══ DATA SECTION ══

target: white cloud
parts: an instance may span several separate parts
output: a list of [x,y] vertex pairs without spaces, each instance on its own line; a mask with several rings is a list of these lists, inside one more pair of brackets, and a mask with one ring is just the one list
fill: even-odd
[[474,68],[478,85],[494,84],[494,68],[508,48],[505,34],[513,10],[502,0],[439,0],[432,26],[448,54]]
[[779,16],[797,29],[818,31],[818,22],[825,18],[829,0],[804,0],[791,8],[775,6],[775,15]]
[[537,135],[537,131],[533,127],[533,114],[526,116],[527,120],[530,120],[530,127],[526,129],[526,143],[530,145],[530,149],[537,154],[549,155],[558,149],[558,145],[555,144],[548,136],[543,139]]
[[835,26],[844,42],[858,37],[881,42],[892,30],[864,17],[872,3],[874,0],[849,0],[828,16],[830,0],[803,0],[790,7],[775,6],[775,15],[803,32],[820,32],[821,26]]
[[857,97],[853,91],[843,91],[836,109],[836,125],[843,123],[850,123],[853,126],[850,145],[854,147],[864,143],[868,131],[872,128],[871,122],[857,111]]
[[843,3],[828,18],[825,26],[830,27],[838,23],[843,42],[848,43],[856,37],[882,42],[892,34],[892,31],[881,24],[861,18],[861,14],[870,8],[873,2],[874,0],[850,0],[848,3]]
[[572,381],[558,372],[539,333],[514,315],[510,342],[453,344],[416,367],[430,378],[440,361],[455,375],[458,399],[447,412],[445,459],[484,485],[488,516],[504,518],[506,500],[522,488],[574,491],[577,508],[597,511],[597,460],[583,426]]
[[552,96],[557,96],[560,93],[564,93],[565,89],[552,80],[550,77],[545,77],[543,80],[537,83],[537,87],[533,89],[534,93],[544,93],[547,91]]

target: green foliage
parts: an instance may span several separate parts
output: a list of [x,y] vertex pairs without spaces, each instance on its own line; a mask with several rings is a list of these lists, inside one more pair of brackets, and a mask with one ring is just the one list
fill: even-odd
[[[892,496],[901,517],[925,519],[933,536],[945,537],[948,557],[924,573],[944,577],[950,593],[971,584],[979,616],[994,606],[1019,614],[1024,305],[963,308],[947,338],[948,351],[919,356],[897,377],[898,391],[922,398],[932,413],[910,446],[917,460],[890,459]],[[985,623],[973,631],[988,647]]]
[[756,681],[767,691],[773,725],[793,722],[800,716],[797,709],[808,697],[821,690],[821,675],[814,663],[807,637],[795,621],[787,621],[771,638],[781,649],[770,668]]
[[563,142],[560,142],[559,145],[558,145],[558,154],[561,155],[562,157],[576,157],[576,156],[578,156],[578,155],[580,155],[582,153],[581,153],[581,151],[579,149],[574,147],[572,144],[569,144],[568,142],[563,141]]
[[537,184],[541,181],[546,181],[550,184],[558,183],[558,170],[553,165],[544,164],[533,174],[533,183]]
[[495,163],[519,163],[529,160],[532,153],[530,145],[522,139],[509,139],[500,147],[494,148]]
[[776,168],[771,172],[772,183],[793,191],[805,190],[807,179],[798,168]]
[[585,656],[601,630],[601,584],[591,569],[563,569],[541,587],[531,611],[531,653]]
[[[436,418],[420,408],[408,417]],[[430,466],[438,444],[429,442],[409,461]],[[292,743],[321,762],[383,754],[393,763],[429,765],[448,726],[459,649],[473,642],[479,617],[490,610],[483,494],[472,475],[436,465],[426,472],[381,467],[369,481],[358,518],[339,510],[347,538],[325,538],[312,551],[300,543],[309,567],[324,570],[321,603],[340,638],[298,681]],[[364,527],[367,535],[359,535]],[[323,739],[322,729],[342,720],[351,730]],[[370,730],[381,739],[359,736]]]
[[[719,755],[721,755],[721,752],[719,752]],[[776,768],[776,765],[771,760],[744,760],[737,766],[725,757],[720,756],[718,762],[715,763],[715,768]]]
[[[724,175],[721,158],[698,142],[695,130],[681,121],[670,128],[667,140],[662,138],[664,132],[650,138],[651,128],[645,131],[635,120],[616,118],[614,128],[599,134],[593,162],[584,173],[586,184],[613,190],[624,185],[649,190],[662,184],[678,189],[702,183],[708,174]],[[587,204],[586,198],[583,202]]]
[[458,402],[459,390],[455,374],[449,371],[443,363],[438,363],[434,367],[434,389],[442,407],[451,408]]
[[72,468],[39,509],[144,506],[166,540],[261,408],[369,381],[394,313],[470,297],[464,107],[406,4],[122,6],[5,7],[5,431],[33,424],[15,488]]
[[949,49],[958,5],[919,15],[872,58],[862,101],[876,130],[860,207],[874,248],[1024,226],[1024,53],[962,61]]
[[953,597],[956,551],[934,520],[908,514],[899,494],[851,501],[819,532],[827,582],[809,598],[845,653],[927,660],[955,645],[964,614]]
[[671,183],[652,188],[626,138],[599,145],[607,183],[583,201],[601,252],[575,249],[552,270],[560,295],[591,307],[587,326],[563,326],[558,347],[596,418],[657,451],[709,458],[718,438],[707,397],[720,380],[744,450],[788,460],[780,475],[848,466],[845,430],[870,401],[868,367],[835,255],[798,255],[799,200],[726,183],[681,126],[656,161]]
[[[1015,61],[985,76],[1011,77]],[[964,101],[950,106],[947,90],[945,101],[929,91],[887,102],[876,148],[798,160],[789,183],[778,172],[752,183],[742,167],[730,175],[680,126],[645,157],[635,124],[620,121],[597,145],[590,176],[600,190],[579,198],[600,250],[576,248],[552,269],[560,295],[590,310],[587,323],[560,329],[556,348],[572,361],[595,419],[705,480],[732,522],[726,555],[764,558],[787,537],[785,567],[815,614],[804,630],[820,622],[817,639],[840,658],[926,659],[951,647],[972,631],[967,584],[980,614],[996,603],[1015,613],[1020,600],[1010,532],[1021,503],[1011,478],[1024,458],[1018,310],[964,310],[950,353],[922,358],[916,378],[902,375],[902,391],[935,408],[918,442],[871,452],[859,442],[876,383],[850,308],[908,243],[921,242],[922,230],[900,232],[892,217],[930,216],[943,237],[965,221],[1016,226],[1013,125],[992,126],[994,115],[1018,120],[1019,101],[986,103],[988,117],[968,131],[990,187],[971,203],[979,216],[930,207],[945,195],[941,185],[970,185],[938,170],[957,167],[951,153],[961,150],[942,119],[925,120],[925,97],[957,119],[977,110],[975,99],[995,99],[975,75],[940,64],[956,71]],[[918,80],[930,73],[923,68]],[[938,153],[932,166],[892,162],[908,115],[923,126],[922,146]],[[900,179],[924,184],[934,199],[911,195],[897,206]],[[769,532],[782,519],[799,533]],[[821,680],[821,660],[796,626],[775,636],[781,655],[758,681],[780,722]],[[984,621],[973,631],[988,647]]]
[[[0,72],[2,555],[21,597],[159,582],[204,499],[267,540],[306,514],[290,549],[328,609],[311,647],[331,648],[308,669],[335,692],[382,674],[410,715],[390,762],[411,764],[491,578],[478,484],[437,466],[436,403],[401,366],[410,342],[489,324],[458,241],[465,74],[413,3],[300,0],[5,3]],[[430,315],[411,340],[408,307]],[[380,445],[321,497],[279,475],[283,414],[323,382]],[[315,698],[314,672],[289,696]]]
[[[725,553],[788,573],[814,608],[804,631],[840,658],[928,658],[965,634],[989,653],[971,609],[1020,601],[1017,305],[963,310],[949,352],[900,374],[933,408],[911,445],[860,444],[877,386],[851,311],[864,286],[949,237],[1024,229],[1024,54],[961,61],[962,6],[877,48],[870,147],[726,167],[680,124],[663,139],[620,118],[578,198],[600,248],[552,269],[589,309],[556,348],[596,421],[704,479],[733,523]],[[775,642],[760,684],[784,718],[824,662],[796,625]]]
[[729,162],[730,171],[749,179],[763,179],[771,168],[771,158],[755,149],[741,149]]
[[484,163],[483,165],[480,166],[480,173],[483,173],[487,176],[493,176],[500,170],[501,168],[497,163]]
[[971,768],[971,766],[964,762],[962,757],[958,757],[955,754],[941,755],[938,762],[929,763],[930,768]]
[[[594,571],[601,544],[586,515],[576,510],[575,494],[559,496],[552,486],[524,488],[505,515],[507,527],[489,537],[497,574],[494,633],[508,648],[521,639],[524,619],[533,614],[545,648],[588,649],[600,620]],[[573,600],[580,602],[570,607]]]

═══

EXERCISE OBJECTIVE: In the entries, find every line holding "target" and copy it.

SOLUTION TO THE EXERCISE:
target: white cloud
target: green foliage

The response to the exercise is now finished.